→ **INSTRUCTIONS FOR THE TASK**:
Please copy out the records below, swapping every "Labeling tool directive" for "Annotation tool instruction" and keeping everything else the same.

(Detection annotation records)
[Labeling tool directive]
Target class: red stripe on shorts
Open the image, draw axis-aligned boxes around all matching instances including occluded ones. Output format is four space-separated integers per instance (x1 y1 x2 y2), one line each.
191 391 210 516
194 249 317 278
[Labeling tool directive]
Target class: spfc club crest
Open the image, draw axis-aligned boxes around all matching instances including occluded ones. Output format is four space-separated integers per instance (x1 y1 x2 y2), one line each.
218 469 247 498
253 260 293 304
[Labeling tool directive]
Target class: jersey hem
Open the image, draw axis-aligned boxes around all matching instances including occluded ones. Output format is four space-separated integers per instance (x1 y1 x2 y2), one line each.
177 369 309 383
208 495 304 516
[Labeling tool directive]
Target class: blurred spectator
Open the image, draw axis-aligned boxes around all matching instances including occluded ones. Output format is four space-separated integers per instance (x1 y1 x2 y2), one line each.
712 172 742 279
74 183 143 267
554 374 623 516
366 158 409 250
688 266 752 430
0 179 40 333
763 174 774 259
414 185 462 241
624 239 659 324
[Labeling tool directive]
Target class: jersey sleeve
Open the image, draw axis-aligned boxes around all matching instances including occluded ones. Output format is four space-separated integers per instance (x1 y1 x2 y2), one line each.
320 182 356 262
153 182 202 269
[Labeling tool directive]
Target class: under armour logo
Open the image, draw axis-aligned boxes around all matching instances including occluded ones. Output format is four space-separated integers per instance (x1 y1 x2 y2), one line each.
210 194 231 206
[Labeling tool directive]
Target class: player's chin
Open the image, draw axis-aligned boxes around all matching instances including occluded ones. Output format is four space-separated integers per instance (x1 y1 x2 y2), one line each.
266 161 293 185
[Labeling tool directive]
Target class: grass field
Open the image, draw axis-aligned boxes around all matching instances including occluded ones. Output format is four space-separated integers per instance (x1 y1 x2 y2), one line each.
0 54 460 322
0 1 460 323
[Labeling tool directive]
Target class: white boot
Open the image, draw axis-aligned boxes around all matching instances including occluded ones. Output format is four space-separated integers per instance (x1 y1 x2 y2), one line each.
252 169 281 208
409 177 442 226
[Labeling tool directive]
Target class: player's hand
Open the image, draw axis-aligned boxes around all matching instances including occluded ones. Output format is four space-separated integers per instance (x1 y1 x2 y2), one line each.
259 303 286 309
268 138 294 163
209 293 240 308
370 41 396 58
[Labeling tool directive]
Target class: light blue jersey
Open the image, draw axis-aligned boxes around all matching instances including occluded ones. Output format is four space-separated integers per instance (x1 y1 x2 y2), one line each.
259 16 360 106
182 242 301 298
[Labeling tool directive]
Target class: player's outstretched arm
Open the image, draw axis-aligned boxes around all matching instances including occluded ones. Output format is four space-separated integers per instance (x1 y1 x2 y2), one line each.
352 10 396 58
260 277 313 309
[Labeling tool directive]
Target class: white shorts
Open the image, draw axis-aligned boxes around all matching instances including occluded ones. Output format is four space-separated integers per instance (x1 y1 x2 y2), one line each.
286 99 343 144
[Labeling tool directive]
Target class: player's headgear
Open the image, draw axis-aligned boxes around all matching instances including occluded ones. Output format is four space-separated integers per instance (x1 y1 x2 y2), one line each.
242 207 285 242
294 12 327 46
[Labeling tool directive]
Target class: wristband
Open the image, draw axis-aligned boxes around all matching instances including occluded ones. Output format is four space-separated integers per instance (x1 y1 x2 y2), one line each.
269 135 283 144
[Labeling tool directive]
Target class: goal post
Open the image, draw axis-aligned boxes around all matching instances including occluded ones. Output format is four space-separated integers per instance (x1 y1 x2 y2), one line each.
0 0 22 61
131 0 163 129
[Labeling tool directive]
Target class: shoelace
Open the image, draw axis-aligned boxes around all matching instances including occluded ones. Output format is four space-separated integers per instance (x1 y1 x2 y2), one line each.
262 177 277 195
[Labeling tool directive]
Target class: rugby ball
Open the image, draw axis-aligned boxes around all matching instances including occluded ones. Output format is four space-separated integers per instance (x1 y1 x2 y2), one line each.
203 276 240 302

→ **CORRECT OUTPUT**:
[Annotation tool instruction]
Target class: red stripe on shorts
Open the image, draw axis-aligned boxes around all matching instances including occluded ones. Output format is four space-separated integers per instance (x1 y1 x2 y2), one line each.
191 391 210 516
194 249 317 278
[Annotation tool instruction]
Target class: spfc club crest
Open the image, draw axis-aligned boxes around all matching instances including occluded ones. Output format is four space-separated integers per instance (x1 y1 x2 y2), one line each.
218 469 247 498
253 260 293 304
[Annotation tool instruction]
Target class: jersey hem
Open the image, draw axis-aligned boxes around all matching instances including occluded ones. Output format is four space-separated integers per instance (x1 y1 x2 y2), one line each.
177 369 309 383
208 495 304 516
[Annotation tool instruction]
Target class: blurred spectator
Open the image, draw axis-aligned boxes around all matching instances including occluded ones. Output format is four space-separated integers per instance (x1 y1 x2 y2), one line each.
712 172 742 279
74 183 143 267
554 374 623 516
366 158 409 250
688 266 752 430
0 179 40 333
763 174 774 259
414 185 462 241
624 239 659 324
[Annotation tool instruction]
Target class: jersey sleeve
Open the image, draw axis-aligned boxes around all matching instances including occluded ones. Output format is four space-separated integers per instance (x1 y1 x2 y2), one line each.
320 182 356 262
153 182 202 269
[Annotation tool instruction]
Target class: under armour logo
Open the image, draw axis-aligned boxes around all matching instances including occluded ones. Output format is four space-separated integers per instance (x1 y1 x2 y2), one line each.
210 194 231 206
[Annotation tool instruction]
Target class: player's chin
Open the image, draw axis-aligned boxes around all matching instances including occluded ones. Output format is four space-separated integers per instance (x1 y1 x2 y2), one line each.
266 161 293 185
[Annotation tool instruction]
Target class: grass field
Open the image, draw axis-aligned boxes around all matching instances including occluded ones. Output format is four space-separated integers per instance (x1 y1 x2 y2), one line each.
0 54 460 322
0 1 460 323
[Annotation tool instruction]
Target class: white boot
Open the image, draw axis-aligned boxes around all matching instances including occluded ones. Output format is four space-separated integers per instance (x1 y1 x2 y2), one line each.
252 169 281 208
409 177 442 226
[Annotation tool instruction]
Target class: player's hand
Open the image, draw axis-aligned boxes around all matching instances including occluded ones. Output format is four space-separated integers per instance (x1 y1 x2 y2), one line each.
259 303 286 309
268 138 294 163
209 293 240 308
370 41 396 58
[Annotation tool instruction]
Target class: light blue jersey
Open the image, draw axis-aligned boxes around all matching instances including occluded ones. Output format is four space-separated integers per instance (x1 y1 x2 y2), one line each.
259 16 360 106
182 242 301 298
[Annotation tool instruction]
Target class: player's outstretched arm
Open the image, draw axis-aligned boxes around all matching instances including occluded ones. Output format is four space-separated integers per instance (x1 y1 x2 y2), one line each.
352 10 396 58
260 277 313 309
[Annotation tool instruction]
Target class: white shorts
Open the image, draw axis-aligned boxes around all matching instances including occluded ones. Output format is four space-separated integers per instance (x1 y1 x2 y2), one line each.
286 99 343 144
[Annotation tool instruction]
Target class: player's headgear
Open the image, draw axis-aligned boxes around all matching instances including occluded ones. Output format is four space-separated integers per instance (x1 y1 x2 y2), one line each.
242 207 285 242
294 12 327 46
[Annotation tool instruction]
Target class: wristband
Open the image, draw axis-aligned boxes around all matching instances including occluded ones. Output format is four space-separated integers per instance (x1 y1 x2 y2), one line each.
269 135 283 144
[Annotation tool instruction]
Target class: goal post
Open the image, draw axis-aligned boxes around all matching instances including occluded ones. Output format is four space-separated integers per instance (x1 y1 x2 y2), one line each.
0 0 22 61
131 0 163 129
[Annotation tool instruction]
Target class: shoelace
Open the image, draw axis-aligned boxes around all matching instances including occluded ones. Output format is four space-separated integers per instance (x1 y1 x2 y2), one line each.
262 177 277 195
[Annotation tool instruction]
Target class: rugby ball
Open the image, draw axis-aligned boxes around all matching instances including occluded ones. Output format is four space-separated integers per instance (x1 y1 x2 y2), one line each.
203 276 240 302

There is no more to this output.